» QUOTED TEXT
Wilcoxon played a "small but important part" in DeMille's 1952 production The Greatest Show on Earth, on which film he also served as associate producer, helping steer the film towards its Academy Award for Best Picture, 1952. He also acted as associate producer on, and acted (as Pentaur, the pharaoh's captain of the guards) in DeMille's remake of his own The Ten Commandments (1956). Wilcoxon was sole producer on the 1958 film The Buccaneer, a remake of DeMille's 1938 effort, which DeMille only "supervised" (due to his declining health) while Anthony Quinn directed.

After DeMille died, Wilcoxon did "considerable work... in pre-production" on "a film based on the life of Lord Baden-Powell, founder of the Boy Scout movement," which DeMille had left unrealised, and was also ultimately abandoned.

After a relatively inactive period "for the next three or four years," Wilcoxon had a "chance meeting with actor Charlton Heston and director Franklin Schaffner at Universal Studios," a meeting which saw him appear in The War Lord (1965), for which he again "went on tour... visiting 21 cities to publicize the picture."

» PROBLEM A
Transcribe everything in the passage on Wilcoxon's film career from "After DeMille died, Wilcoxon" down to "also ultimately abandoned.".

» AVAILABLE RECORDS
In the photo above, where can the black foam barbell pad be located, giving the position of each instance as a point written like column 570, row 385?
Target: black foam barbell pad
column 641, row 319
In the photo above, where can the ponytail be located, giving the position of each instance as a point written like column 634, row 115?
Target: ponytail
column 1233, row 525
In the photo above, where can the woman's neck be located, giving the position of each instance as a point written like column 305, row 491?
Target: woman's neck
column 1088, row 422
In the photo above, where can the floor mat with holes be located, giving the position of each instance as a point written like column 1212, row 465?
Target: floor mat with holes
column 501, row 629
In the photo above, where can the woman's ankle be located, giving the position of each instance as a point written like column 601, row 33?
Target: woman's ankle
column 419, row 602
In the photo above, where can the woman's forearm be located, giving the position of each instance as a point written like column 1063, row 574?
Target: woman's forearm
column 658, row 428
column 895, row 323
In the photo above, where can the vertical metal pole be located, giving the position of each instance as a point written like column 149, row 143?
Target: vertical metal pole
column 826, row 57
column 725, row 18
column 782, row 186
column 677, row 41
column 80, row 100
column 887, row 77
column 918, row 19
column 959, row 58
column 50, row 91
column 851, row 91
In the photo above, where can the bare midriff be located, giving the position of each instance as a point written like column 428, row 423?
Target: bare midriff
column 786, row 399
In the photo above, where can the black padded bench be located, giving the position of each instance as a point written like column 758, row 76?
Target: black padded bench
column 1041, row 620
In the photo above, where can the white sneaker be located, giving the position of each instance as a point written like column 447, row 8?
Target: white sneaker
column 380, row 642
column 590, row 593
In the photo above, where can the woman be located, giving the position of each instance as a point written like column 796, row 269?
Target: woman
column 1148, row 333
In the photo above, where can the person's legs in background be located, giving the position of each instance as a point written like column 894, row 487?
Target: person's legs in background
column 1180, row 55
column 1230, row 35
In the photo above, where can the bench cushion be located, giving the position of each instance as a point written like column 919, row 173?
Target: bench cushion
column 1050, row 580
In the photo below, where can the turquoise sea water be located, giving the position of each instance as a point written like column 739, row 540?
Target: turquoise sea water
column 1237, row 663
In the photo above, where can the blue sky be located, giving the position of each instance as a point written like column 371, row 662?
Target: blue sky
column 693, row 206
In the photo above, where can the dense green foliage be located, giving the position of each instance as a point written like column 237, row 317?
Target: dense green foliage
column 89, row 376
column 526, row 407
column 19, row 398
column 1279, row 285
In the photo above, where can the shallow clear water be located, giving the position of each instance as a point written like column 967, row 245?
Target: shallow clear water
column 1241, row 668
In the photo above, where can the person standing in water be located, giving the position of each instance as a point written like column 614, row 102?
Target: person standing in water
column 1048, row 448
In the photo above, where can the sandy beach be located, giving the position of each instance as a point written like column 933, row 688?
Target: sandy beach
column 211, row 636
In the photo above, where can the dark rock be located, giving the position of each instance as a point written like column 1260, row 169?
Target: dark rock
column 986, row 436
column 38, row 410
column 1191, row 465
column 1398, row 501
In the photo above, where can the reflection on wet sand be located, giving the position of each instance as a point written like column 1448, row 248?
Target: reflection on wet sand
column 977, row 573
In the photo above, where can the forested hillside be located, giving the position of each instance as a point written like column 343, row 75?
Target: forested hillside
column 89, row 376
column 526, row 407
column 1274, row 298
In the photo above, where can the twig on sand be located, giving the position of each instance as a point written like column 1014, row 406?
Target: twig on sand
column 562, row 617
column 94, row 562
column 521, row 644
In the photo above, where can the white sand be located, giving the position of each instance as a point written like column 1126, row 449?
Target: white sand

» PROBLEM B
In the entries, restate word for word everything from the line that contains "In the photo below, where" down to the line that contains "column 693, row 206", including both of those lines.

» CORRECT RESPONSE A
After DeMille died, Wilcoxon did "considerable work... in pre-production" on "a film based on the life of Lord Baden-Powell, founder of the Boy Scout movement," which DeMille had left unrealised, and was also ultimately abandoned.

» CORRECT RESPONSE B
In the photo below, where can the turquoise sea water be located, giving the position of each instance as a point written like column 739, row 540?
Target: turquoise sea water
column 1237, row 663
In the photo above, where can the blue sky be located, giving the position of each instance as a point written like column 371, row 662?
Target: blue sky
column 693, row 206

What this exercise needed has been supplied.